--- Exercise details ---
For the entries that follow, set down each one exactly and drop any pictures.

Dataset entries
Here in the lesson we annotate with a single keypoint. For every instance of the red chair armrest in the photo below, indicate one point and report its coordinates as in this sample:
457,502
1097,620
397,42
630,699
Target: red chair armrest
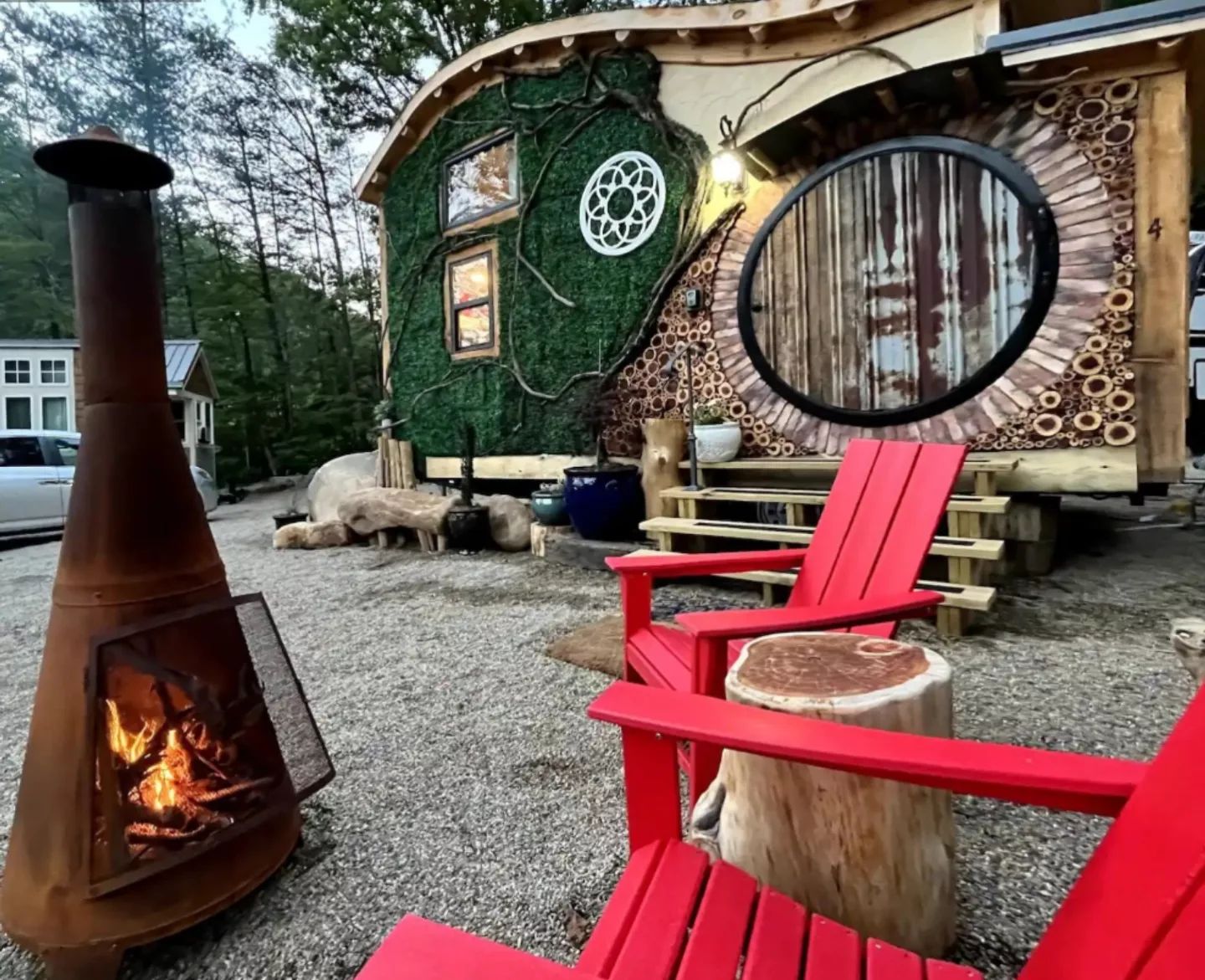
685,566
422,950
733,623
1033,777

--- Task response ---
Here in the lesson we annotate with a single keypoint. For every instance of the red chair armrest in the photo below, indicate one point and report its coordinates as in this sample:
457,502
1097,620
397,42
630,699
Target: red chair armrest
685,566
422,950
733,623
1033,777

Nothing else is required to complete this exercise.